Text segment:
* * *

IV. Information on the Aquatic Life Ambient Water Quality Criteria for Cadmium

EPA prepared an update of the chronic aquatic life criteria document for cadmium based on the latest scientific information and current EPA policies and methods, including EPA's Guidelines for Deriving Numerical National Water Quality Criteria for the Protection of Aquatic Organisms and Their Uses (1985) (EPA/R-85-100) and Guidelines for Ecological Risk Assessment (1998) (EPA/630/R-95/002F). The 2016 updated criteria include new data for 75 species and 49 genera not previously represented. The freshwater acute criterion was derived to be protective of aquatic species and further lowered to protect the commercially and recreationally important rainbow trout, consistent with procedures described in EPA's current aquatic life criteria guidelines. The freshwater acute value is slightly lower (i.e., more stringent) than the 2001 acute criterion for dissolved cadmium. The freshwater chronic criterion is slightly higher (i.e., less stringent) compared to the 2001 criterion for dissolved cadmium; this modest increase is primarily due to the inclusion of four new genera, and the reanalysis of other data.

The estuarine/marine acute criterion for dissolved cadmium is slightly more stringent than the 2001 recommended criterion, which is primarily due to the addition of new sensitive genera. Changes in suggested values between 2001 and 2016 can be found in Table 1 below.

Table 1—Summary of 2001 and 2016 Aquatic Life AWQC for Cadmium

2016 AWQC update2001 AWQC
Acute (1-hour, dissolved Cd) cChronic (4-day, dissolved Cd)Acute (1-day, dissolved Cd)Chronic (4-day, dissolved Cd)
Freshwater (Total Hardness = 100 mg/L as CaCO3) a1.8 µg/Lb0.72 µg/L2.0 µg/Lb0.25 µg/L.
Estuarine/marine33 µg/L7.9 µg/L40 µg/L8.8 µg/L.
a Freshwater acute and chronic criteria are hardness-dependent and were normalized to a hardness of 100 mg/L as CaCO3 to allow the presentation of representative criteria values.
b Lowered to protect the commercially and recreationally important species (rainbow trout), as per the 1985 Guidelines, Stephen et al. (1985).

* * *

Task 1: Can you print the records word for word, from the line containing "Where can the forearm" through the last line of the records, both ends included?

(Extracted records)
* * *

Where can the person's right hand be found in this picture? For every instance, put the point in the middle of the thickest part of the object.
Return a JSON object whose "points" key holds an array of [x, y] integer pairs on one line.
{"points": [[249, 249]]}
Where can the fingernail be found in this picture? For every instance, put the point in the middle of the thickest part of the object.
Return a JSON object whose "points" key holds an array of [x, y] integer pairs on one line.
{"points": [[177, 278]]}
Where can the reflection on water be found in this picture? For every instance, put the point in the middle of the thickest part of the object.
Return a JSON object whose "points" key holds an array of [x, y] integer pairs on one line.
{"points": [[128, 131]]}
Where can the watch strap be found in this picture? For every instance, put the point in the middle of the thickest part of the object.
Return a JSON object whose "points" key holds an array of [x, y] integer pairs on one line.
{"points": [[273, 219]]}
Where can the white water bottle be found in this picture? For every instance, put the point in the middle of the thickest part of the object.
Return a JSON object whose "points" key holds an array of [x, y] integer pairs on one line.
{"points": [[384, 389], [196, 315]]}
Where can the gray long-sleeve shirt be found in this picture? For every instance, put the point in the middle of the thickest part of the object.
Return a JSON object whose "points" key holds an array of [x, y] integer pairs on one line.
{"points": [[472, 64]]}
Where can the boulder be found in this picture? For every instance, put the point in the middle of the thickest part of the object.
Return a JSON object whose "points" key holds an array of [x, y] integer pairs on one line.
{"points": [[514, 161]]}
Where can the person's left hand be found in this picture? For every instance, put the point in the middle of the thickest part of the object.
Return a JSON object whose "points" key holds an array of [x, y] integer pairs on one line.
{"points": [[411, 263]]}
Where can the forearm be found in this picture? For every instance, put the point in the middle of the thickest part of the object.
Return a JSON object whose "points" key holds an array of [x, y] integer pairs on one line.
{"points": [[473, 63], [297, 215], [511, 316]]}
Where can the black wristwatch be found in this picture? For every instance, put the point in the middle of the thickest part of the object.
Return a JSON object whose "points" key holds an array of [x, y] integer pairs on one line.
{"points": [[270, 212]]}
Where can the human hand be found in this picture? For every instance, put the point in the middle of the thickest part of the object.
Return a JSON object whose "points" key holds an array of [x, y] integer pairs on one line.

* * *

Task 2: Could you carry on the text on EPA's aquatic life criteria for cadmium from where it stops?

Expected answer 1:
Where can the forearm be found in this picture? For every instance, put the point in the middle of the thickest part of the object.
Return a JSON object whose "points" key holds an array of [x, y] integer pairs on one line.
{"points": [[473, 63], [297, 215], [511, 316]]}
Where can the black wristwatch be found in this picture? For every instance, put the point in the middle of the thickest part of the object.
Return a JSON object whose "points" key holds an array of [x, y] integer pairs on one line.
{"points": [[270, 212]]}
Where can the human hand be found in this picture? For every instance, put the point in the middle of the thickest part of the object.
Return a JSON object whose "points" key holds an array of [x, y] integer pairs on one line.

Expected answer 2:
c The duration of the 2016 acute criteria was changed to 1-hour to reflect the 1985 Guidelines-based recommended acute duration.

V. What is the relationship between the water quality criteria and state or tribal water quality standards?

As part of the WQS triennial review process defined in section 303(c)(1) of the CWA, the states and authorized tribes are responsible for maintaining and revising WQS. Standards consist of designated uses, water quality criteria to protect those uses, a policy for antidegradation, and may include general policies for application and implementation. Section 303(c)(1) requires states and authorized tribes to review and modify, if appropriate, their WQS at least once every three years.

States and authorized tribes must adopt water quality criteria that protect designated uses. Protective criteria are based on a sound scientific rationale and contain sufficient parameters or constituents to protect the designated uses. Criteria may be expressed in either narrative or numeric form. States and authorized tribes have four options when adopting water quality criteria for which EPA has published section 304(a) criteria. They may:

(1) Establish numerical values based on recommended section 304(a) criteria;

(2) Adopt section 304(a) criteria modified to reflect site-specific conditions;

(3) Adopt criteria derived using other scientifically defensible methods; or

(4) Establish narrative criteria where numeric criteria cannot be established or to supplement numerical criteria (40 CFR 131.11(b)).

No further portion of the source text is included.